_Aim of the task_: Reproduce the listing below line for line, leaving every character unchanged.

A data block:

╭──

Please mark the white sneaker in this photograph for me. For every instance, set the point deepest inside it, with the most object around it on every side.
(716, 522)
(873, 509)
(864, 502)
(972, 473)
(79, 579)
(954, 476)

╰──

_Result of this task_:
Please mark the white sneaker in this photograph for me. For every instance, set the point deepest inside it, with the most object around it on every side.
(716, 522)
(873, 509)
(864, 502)
(972, 473)
(79, 579)
(954, 476)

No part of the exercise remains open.